### WORK INSTRUCTION
Nothing but the lines from the one containing "of the fence" to the end of the records below should be output, each exactly as written.

### INPUT
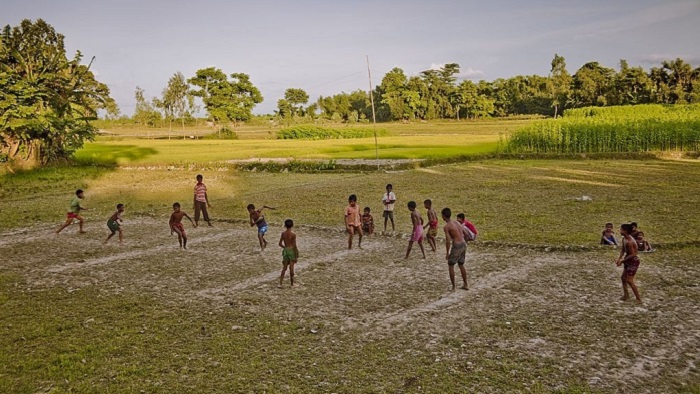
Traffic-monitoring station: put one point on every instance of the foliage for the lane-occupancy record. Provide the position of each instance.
(613, 129)
(310, 132)
(46, 100)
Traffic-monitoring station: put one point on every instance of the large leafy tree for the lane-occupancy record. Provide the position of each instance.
(226, 100)
(46, 99)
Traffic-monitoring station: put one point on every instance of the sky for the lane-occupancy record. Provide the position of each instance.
(322, 46)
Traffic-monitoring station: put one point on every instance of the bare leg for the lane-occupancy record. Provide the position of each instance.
(463, 271)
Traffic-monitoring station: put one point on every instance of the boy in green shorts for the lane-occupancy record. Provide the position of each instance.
(113, 223)
(290, 253)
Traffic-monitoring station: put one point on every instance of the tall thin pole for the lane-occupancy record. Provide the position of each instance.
(374, 115)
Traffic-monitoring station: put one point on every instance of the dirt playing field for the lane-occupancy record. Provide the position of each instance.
(536, 320)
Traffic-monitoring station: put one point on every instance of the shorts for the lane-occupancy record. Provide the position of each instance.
(113, 226)
(417, 235)
(432, 232)
(180, 228)
(631, 265)
(288, 255)
(457, 254)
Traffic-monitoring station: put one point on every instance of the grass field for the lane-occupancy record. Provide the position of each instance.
(541, 315)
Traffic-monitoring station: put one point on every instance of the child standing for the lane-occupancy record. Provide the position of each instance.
(417, 234)
(74, 212)
(290, 253)
(353, 222)
(628, 257)
(176, 225)
(456, 246)
(432, 224)
(258, 219)
(113, 223)
(608, 236)
(367, 222)
(388, 199)
(201, 201)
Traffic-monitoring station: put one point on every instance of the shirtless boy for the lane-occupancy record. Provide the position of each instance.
(628, 257)
(432, 224)
(454, 237)
(290, 253)
(176, 225)
(417, 233)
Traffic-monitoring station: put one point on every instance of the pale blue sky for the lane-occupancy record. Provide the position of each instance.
(320, 46)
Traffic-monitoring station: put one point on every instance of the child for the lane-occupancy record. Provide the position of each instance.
(353, 222)
(472, 233)
(456, 246)
(642, 244)
(258, 219)
(290, 253)
(388, 199)
(201, 201)
(367, 222)
(74, 212)
(113, 223)
(628, 257)
(417, 235)
(432, 224)
(608, 236)
(176, 225)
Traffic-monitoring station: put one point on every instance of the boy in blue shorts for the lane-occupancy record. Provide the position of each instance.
(258, 219)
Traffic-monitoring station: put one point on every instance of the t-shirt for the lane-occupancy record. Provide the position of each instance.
(389, 197)
(75, 205)
(352, 215)
(200, 191)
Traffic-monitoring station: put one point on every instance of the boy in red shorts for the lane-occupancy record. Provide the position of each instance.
(176, 225)
(628, 257)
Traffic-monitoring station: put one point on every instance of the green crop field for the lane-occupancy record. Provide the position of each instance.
(541, 315)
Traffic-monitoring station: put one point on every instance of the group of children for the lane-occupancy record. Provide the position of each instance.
(457, 233)
(608, 237)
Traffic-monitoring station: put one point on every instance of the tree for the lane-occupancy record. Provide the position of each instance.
(46, 100)
(226, 100)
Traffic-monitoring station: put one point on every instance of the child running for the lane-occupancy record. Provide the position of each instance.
(176, 225)
(367, 222)
(290, 253)
(258, 219)
(113, 223)
(456, 247)
(353, 221)
(432, 224)
(389, 199)
(73, 212)
(628, 257)
(417, 234)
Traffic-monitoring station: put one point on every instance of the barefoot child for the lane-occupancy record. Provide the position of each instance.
(388, 199)
(74, 212)
(367, 222)
(113, 223)
(258, 219)
(201, 201)
(454, 237)
(353, 222)
(176, 225)
(417, 234)
(628, 257)
(290, 253)
(432, 224)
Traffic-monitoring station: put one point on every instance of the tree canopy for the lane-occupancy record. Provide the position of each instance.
(46, 99)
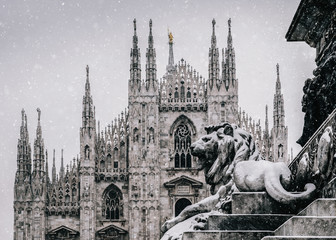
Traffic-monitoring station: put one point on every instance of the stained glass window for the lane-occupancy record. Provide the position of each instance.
(182, 142)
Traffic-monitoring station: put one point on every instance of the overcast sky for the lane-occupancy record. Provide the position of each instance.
(45, 46)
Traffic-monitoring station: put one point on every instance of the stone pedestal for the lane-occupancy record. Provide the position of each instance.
(257, 203)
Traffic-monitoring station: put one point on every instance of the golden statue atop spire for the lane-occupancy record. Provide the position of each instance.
(170, 35)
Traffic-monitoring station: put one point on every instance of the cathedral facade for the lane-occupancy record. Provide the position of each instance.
(138, 172)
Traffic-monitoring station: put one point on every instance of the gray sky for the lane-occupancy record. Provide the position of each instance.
(45, 46)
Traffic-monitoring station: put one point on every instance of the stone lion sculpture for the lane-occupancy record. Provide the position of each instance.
(231, 162)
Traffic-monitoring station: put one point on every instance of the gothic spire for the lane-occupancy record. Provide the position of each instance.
(266, 120)
(278, 83)
(47, 169)
(278, 105)
(23, 150)
(213, 36)
(150, 37)
(135, 66)
(170, 66)
(88, 115)
(150, 61)
(53, 170)
(213, 59)
(229, 42)
(62, 166)
(229, 69)
(135, 37)
(38, 147)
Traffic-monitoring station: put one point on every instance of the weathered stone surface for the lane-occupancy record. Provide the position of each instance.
(308, 226)
(297, 238)
(314, 23)
(246, 222)
(226, 235)
(256, 203)
(320, 207)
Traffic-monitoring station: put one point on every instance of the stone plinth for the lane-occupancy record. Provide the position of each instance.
(257, 203)
(297, 238)
(246, 222)
(226, 235)
(320, 207)
(308, 226)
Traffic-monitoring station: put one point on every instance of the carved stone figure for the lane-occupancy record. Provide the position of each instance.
(231, 163)
(324, 159)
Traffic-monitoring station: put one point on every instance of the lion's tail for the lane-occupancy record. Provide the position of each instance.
(275, 189)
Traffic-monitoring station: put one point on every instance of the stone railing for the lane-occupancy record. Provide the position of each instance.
(315, 162)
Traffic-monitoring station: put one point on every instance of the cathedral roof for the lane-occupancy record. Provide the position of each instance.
(183, 179)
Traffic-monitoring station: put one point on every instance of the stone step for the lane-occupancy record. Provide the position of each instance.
(261, 203)
(225, 235)
(320, 207)
(246, 221)
(297, 238)
(308, 226)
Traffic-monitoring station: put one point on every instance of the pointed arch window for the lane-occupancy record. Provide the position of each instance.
(112, 203)
(182, 142)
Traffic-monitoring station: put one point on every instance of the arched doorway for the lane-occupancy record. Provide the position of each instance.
(180, 205)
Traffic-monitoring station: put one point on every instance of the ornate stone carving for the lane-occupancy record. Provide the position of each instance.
(231, 162)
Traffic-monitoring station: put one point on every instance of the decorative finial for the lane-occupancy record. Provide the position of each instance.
(278, 70)
(134, 23)
(22, 113)
(38, 114)
(170, 36)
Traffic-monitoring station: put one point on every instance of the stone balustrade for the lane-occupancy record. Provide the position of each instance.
(315, 162)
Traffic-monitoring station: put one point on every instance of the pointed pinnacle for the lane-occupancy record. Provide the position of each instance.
(54, 158)
(134, 23)
(23, 114)
(38, 115)
(278, 74)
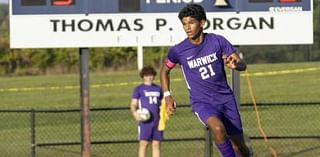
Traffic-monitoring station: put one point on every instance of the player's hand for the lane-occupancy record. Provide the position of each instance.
(170, 105)
(137, 116)
(229, 61)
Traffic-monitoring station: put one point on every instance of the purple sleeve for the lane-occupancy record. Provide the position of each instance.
(172, 58)
(136, 94)
(172, 55)
(226, 46)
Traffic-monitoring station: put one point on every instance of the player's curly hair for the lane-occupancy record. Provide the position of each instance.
(193, 10)
(147, 70)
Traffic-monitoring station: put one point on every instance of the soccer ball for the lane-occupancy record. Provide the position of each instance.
(144, 114)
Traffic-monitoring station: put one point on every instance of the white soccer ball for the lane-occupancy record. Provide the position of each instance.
(144, 114)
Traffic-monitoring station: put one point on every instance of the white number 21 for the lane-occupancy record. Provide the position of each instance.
(206, 72)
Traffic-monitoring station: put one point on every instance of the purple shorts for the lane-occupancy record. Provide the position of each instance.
(149, 131)
(227, 112)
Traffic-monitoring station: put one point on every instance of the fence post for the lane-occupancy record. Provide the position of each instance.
(84, 94)
(33, 133)
(208, 142)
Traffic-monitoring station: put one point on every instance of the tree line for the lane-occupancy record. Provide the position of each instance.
(66, 60)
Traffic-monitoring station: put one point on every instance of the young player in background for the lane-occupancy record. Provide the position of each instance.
(148, 95)
(202, 57)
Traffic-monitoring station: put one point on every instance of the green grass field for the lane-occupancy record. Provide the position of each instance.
(292, 82)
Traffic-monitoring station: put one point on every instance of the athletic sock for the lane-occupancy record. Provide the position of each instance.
(226, 149)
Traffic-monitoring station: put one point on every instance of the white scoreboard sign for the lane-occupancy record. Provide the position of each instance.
(100, 23)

### SOLVED PROBLEM
Traffic-monitoring station: put one point on every instance of the fence post for the lane-occupancy record. Provide the position of each instance.
(84, 94)
(33, 133)
(208, 142)
Traffic-monitoring station: put one point on every instance of the tree line for the lane-occupancy record. Provide the position of each instance.
(66, 60)
Traffic-monitoring station: put one point on every instance of the young player in background for the lane-occupancy record. Provide the position of each instance.
(148, 95)
(202, 57)
Traffic-monitoring station: put one point on every instance of the green grass field for the lane-occupancy record. Provide the position of each instance.
(292, 82)
Traffic-monitoring station: put one point on every instance of the athletic sock for the lane-occupancy record. Provide the position of each instance.
(226, 149)
Traffic-monitoring station: put one point on every instance of the white scoreboard sign for the lane-occupancy record. Provide the position of each instance.
(100, 23)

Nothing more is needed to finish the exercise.